CYTOWANY TEKST.
/---

Lekarze rezydenci zapowiadają manifestację w Warszawie. "Niech będzie to znak ostrzegawczy"
• Lekarze planują przemarsz sprzed siedziby Ministerstwa Zdrowia do Kancelarii Prezesa Rady Ministrów
• Rzecznik MZ: resort pozostaje w stałym kontakcie z przedstawicielami rezydentów
• "Walczymy o lepszą przyszłość polskiej medycyny" - argumentują lekarze
18 czerwca w stolicy odbędzie się manifestacja tysięcy młodych lekarzy - zapowiadają rezydenci; ich głównym postulatem jest wzrost wynagrodzenia. Lekarze planują przemarsz sprzed siedziby Ministerstwa Zdrowia do Kancelarii Prezesa Rady Ministrów.
"Czy bez walki nie da się w naszym kraju osiągnąć godnych warunków pracy i rozwoju zawodowego, szczególnie w profesji o największym stopniu odpowiedzialności zawodowej?" - pytają rezydenci w wystosowanym w środę komunikacie. Wskazują, że ich dotychczasowe działania "prowadzone merytorycznie, kulturalnie, zgodnie z dobrym obyczajem i smakiem" nie przyniosły rezultatów.
Poproszona przez Polską Agencję Prasową o komentarz do pisma rezydentów, rzeczniczka Ministerstwa Zdrowia Milena Kruszewska poinformowała, że resort pozostaje w stałym kontakcie z przedstawicielami rezydentów, którzy uczestniczą w pracach ministerialnego zespołu do spraw opracowania zmiany systemu kształcenia podyplomowego lekarzy i lekarzy dentystów. Zespół ten ma w szczególności opracować zmiany zasad odbywania specjalizacji, by były "bardziej dostępne dla wszystkich lekarzy i lekarzy dentystów, bez uszczerbku dla jakości kształcenia specjalizacyjnego".
- Jednocześnie w Ministerstwie Zdrowia toczą się także prace nad systemowym uregulowaniem zasad wynagradzania pracowników ochrony zdrowia - zapewniła rzeczniczka.

\---

DANE DO ZADANIA.
/---

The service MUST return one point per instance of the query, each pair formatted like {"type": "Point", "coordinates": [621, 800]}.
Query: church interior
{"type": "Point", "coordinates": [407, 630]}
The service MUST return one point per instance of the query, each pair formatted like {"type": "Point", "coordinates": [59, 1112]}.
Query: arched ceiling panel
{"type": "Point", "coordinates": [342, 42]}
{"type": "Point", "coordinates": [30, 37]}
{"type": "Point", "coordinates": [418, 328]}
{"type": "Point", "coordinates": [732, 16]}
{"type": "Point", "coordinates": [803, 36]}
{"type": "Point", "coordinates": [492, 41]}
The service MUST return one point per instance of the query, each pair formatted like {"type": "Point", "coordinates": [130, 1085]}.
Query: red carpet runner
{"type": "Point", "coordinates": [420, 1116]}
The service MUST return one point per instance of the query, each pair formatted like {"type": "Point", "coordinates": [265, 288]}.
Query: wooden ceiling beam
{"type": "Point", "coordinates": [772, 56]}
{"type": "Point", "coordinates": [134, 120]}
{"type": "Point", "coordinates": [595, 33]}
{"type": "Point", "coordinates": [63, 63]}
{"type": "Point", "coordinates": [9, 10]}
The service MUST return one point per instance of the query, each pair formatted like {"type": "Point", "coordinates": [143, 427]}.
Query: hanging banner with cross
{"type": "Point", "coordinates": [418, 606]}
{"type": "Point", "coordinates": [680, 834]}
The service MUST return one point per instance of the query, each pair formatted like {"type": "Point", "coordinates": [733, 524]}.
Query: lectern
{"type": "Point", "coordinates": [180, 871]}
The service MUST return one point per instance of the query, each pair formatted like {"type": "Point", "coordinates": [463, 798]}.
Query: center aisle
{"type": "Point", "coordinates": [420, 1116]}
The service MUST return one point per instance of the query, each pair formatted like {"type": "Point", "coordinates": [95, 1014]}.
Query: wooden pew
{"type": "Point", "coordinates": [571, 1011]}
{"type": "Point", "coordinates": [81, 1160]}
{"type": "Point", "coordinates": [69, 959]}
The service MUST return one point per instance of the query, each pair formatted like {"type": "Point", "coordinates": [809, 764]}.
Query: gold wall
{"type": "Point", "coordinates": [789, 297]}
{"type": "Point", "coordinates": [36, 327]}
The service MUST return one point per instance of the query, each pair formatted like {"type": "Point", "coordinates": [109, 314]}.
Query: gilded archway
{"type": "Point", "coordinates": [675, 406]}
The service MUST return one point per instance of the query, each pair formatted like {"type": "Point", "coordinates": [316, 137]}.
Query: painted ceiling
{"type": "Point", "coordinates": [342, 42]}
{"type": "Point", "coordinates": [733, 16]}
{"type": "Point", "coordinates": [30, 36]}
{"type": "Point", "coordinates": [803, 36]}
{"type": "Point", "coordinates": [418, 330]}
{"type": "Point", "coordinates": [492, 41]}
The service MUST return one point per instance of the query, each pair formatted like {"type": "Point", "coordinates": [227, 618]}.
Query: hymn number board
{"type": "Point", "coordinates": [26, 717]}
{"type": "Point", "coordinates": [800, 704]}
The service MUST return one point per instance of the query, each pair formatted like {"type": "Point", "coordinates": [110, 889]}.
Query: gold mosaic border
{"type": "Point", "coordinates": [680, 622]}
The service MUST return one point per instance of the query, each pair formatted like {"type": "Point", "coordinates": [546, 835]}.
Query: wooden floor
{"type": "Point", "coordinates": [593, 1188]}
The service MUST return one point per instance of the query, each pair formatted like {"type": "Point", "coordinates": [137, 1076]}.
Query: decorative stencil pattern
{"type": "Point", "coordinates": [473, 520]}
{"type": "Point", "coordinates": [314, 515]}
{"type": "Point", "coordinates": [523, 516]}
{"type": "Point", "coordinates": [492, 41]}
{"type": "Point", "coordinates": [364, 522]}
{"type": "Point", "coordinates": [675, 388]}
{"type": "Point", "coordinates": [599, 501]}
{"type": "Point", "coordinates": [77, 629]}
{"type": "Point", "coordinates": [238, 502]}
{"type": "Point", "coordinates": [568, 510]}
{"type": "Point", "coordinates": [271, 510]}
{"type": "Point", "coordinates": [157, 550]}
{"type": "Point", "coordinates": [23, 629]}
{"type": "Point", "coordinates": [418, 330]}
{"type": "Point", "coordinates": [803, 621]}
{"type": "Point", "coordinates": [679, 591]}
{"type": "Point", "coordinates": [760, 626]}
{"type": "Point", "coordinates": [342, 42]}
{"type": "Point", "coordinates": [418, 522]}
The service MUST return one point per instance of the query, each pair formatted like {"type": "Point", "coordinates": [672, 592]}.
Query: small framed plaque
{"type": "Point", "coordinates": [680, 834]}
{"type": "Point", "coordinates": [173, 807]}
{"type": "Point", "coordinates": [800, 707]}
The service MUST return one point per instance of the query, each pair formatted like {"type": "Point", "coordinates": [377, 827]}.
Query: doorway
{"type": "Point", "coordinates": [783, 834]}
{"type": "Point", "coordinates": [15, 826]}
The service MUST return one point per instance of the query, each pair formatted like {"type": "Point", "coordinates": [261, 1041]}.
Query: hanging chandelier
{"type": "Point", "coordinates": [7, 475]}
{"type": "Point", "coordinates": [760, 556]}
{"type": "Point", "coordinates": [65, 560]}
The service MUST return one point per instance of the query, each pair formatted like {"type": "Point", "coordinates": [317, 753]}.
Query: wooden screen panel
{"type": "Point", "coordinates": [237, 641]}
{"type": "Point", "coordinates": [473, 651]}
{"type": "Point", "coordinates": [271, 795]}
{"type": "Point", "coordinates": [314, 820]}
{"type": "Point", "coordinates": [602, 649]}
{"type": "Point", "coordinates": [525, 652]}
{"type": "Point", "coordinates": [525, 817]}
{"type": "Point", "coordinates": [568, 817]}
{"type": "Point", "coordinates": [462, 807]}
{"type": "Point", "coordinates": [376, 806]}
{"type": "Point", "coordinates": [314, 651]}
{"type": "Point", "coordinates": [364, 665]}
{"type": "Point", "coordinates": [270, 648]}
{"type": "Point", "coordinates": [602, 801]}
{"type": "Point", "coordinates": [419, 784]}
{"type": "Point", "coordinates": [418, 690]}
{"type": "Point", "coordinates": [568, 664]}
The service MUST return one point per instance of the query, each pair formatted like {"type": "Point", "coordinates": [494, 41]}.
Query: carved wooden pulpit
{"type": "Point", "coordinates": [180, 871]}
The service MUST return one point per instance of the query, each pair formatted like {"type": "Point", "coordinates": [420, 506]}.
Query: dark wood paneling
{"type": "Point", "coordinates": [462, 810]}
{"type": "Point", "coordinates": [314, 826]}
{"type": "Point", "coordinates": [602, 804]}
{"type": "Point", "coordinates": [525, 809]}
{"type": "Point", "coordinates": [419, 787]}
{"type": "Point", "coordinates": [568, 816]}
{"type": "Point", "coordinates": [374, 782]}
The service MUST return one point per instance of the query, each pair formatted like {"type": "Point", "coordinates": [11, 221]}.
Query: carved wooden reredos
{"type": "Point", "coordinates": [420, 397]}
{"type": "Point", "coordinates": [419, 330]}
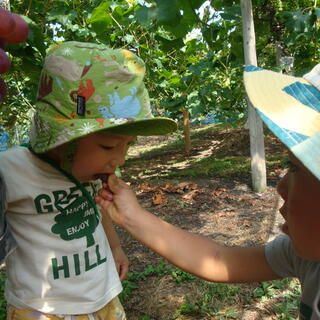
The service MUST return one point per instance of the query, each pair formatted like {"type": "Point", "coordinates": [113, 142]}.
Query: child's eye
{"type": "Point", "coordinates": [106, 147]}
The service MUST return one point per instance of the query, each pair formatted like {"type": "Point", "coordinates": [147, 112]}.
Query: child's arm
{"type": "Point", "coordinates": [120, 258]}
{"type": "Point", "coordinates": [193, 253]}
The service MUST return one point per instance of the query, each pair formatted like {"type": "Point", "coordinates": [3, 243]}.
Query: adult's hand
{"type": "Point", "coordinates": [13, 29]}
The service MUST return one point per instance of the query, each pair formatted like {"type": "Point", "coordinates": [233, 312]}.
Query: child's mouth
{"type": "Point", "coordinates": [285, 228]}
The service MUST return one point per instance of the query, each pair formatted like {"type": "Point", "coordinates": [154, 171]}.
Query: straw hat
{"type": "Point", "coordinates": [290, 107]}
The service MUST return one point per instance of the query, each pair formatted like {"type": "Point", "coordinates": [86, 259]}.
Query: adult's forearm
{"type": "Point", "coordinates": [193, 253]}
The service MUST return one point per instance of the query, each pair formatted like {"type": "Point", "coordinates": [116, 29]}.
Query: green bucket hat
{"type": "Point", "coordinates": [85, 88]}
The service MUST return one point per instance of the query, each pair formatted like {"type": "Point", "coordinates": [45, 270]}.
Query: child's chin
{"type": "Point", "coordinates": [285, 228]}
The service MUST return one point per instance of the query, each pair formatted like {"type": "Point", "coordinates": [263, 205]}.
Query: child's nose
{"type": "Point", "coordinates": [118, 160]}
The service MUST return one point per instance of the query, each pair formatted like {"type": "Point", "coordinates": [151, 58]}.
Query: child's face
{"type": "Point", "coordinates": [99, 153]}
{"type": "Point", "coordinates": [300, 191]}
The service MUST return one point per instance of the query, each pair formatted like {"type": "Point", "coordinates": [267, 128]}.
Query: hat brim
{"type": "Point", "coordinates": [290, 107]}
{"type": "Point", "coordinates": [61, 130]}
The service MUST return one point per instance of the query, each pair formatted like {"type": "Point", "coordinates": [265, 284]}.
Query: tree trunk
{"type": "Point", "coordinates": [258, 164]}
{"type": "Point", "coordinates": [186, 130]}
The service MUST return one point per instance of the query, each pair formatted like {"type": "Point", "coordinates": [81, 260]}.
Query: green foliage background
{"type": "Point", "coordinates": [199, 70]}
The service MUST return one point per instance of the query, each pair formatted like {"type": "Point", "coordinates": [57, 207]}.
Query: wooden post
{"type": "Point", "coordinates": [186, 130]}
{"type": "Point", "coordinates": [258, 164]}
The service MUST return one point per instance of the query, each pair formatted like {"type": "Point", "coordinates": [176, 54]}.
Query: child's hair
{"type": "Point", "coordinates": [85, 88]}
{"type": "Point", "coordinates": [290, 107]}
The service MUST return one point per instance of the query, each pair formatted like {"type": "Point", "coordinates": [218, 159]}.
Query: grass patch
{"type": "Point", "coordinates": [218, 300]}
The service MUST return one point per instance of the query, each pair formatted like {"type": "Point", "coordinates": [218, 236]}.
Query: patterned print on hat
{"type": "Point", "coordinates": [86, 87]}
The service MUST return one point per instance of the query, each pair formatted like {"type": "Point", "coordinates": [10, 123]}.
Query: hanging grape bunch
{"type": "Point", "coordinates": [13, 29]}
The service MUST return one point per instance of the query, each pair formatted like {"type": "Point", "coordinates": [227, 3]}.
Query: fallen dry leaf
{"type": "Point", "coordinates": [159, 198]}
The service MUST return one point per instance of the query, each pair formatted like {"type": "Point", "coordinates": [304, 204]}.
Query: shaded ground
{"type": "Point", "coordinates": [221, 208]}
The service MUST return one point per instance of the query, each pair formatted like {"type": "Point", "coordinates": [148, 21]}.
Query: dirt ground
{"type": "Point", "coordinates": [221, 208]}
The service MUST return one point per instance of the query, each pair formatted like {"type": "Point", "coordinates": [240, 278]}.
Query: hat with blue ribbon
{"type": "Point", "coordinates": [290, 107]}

\---
/---

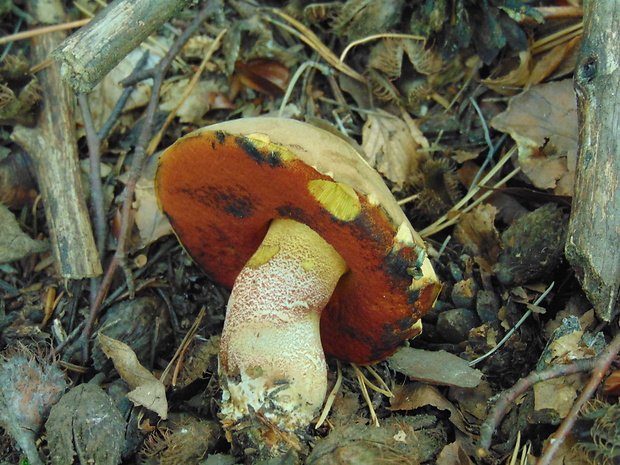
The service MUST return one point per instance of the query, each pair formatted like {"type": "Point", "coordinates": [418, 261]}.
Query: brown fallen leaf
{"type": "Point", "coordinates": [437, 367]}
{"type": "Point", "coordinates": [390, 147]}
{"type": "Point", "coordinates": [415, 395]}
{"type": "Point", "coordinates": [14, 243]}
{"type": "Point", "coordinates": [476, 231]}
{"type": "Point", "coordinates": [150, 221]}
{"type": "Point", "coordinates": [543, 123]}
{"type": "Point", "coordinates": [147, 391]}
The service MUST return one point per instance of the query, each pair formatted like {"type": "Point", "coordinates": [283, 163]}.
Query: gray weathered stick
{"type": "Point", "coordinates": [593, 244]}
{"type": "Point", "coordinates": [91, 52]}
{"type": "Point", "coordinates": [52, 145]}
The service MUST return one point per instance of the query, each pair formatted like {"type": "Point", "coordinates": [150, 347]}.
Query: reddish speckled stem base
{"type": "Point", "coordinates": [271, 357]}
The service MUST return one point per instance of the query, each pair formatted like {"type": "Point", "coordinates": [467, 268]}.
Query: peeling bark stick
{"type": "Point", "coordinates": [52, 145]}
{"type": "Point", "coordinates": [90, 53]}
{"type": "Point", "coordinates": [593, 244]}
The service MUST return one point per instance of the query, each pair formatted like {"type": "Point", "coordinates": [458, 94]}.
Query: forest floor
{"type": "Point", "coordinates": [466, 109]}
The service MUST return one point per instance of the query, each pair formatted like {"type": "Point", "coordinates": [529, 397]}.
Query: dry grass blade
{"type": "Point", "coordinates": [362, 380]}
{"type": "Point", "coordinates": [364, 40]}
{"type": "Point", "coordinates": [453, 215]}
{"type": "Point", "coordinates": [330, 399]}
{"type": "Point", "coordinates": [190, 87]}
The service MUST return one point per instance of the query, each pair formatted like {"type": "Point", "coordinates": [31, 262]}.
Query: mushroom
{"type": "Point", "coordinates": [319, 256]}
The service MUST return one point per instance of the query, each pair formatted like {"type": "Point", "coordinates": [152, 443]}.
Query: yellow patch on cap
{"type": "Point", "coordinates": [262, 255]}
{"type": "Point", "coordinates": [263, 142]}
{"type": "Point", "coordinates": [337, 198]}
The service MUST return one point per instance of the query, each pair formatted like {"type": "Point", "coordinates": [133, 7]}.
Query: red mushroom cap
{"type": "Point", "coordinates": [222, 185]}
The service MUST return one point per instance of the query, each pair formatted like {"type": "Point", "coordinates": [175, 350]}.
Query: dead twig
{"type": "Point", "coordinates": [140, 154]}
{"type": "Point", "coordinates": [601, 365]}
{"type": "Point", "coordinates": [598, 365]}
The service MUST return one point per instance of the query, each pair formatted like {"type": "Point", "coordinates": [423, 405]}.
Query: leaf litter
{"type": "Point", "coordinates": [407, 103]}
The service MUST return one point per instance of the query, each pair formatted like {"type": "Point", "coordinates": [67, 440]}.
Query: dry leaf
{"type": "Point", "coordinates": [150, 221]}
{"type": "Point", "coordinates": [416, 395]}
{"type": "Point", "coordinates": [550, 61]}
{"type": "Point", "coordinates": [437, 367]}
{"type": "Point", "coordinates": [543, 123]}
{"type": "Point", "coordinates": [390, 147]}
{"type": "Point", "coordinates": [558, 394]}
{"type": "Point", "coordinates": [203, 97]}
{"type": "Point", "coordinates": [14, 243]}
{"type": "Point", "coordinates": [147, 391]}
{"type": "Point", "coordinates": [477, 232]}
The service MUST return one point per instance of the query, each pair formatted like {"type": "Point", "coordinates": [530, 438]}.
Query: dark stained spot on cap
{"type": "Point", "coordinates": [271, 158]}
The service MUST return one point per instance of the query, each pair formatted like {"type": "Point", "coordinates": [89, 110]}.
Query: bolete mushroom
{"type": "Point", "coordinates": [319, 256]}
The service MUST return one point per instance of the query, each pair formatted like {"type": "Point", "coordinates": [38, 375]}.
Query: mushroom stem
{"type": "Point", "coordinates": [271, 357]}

\---
/---

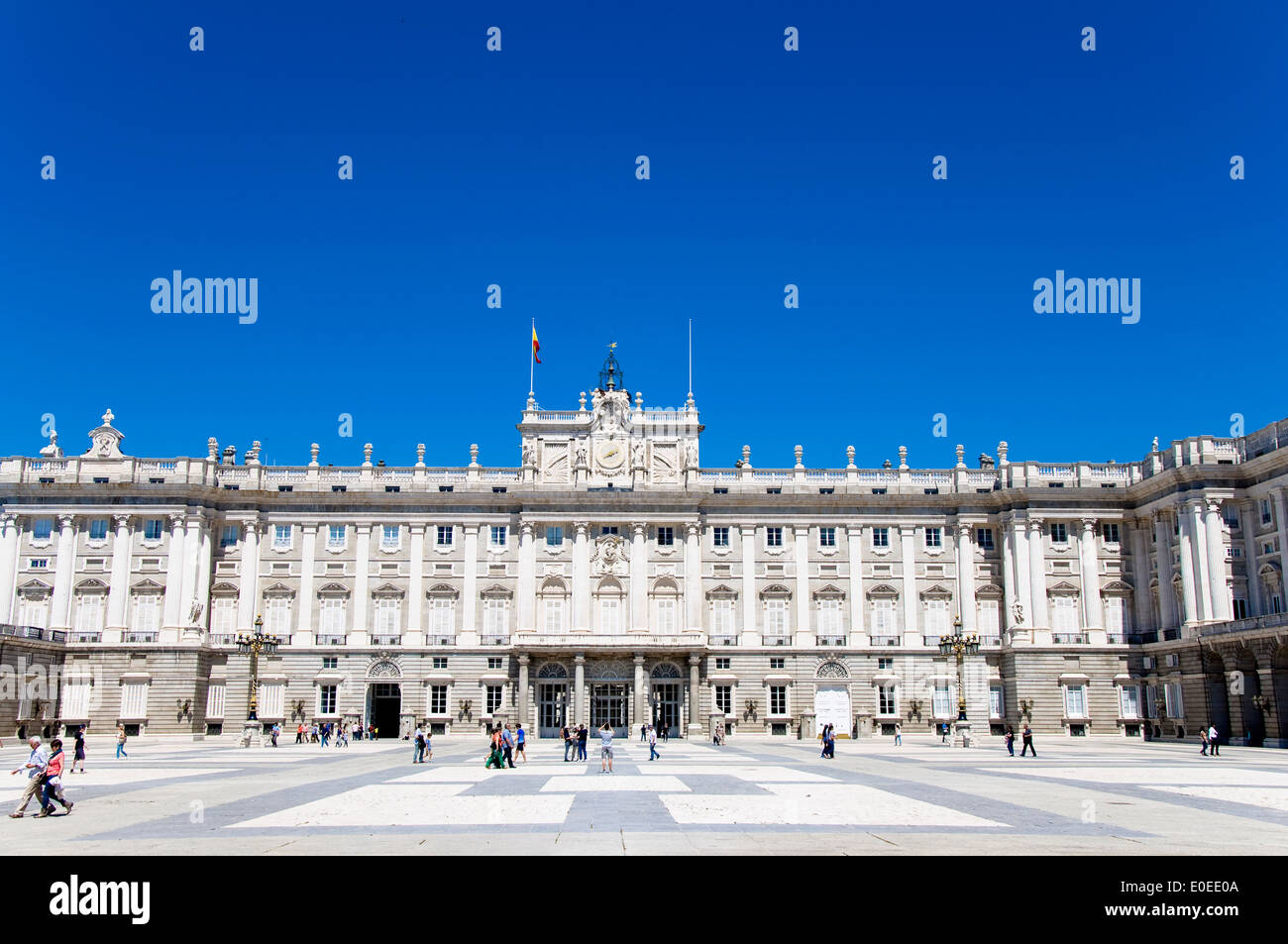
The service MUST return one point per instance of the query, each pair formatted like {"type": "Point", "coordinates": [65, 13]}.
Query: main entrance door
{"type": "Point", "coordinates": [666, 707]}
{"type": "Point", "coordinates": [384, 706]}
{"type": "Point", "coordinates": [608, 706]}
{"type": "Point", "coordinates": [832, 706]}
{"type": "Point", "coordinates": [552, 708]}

\---

TREŚĆ POLECENIA 1.
Które wiersze wykazu zawierają słowo "mushroom"? Wskaż je wszystkie, przepisując każdy w całości, i pamiętaj, że wielkość liter ma znaczenie.
TREŚĆ POLECENIA 2.
Dopisz kolejny fragment artykułu o manifestacji lekarzy rezydentów w Warszawie tak, by zaczynał się zaraz po jego ostatnim zdaniu.
Artykuł i wykaz pochodzą z różnych źródeł.

WYNIK ĆWICZENIA 1.
Query: mushroom
Query: red mushroom cap
Query: bolete mushroom
Query: mushroom stem

WYNIK ĆWICZENIA 2.
"Niech będzie to znak ostrzegawczy, że nie rezygnujemy z naszych słusznych postulatów, że się nie poddamy. Walczymy o lepszą przyszłość polskiej medycyny, o lekarzy pracujących w pocie czoła, a przede wszystkim o naszych pacjentów, którzy zasługują na najwyższe standardy" - czytamy w komunikacie rezydentów.
Porozumienie Rezydentów przypomina, że od pół roku prowadzi działania na rzecz poprawy warunków pracy i kształcenia specjalizacyjnego.
W ramach akcji "Adoptuj posła" młodzi lekarze spotkali się z ponad 130 parlamentarzystami, przedstawiając im swoje problemy. "Wielu z nich nie zdawało sobie sprawy, że zarabiamy 12-15 zł na godzinę, że musimy wydawać z własnej kieszeni na konieczne kursy, szkolenia, podręczniki, że łamane są wobec nas prawa pracownicze (...), że przy tak niskich pensjach zmuszeni jesteśmy dorabiać w wielu miejscach, co skutkuje permanentnym przemęczeniem" - relacjonują rezydenci.
Lekarze wysyłali także politykom "recepty" ze wskazaniami, jak uzdrowić polską służbę zdrowia i sytuację rezydentów.
Rezydenci wskazują, że obecnie prawie 40 proc. młodych lekarzy rozważa emigrację, a statystycznie lekarze żyją 10 lat krócej niż przeciętni obywatele. Ponadto wśród lekarzy rośnie problem uzależnień i samobójstw, a wypalenie zawodowe sięga nawet 60 proc. po 10 latach pracy.
Głównym postulatem rezydentów jest wzrost ich wynagrodzenia do dwukrotności średniej krajowej. - Mamy świadomość, że ta dwukrotność średniej (krajowej) może nie nastąpić od razu, ale na pewno zaakceptujemy na początek niższą wartość przy wyznaczeniu jakiejkolwiek drogi dojścia do tego - powiedział przewodniczący Porozumienia Rezydentów Damian Patecki.
"Minister Zdrowia, który sam przez prawie 20 lat przed objęciem urzędu walczył o takie pensje dla lekarzy, dzisiaj odkłada podwyżki dla rezydentów na bliżej nieokreślony czas, przekonując, że potrzebne jest wprowadzenie ustawy i minimalnych płac dla wszystkich pracowników służby zdrowia" - ocenia Porozumienie Rezydentów OZZL. Zaznacza także, że ze strony rządu "nie ma żadnego odzewu, pomimo licznych próśb o spotkanie".
Rezydenci przypominają, że prosili, by przy okazji planowanej zmiany ustawy o zawodzie lekarza i lekarza dentysty mającej przywrócić staż podyplomowy, zmienić przepis określający poziom pensji rezydentów. "Odmówiono nam, tłumacząc się brakiem środków, mimo, że pieniądze na płace dla rezydentów pochodzą w ogromnej większości z funduszu pracy, który ma wielkie nadwyżki przychodów nad wydatkami" - wskazują lekarze.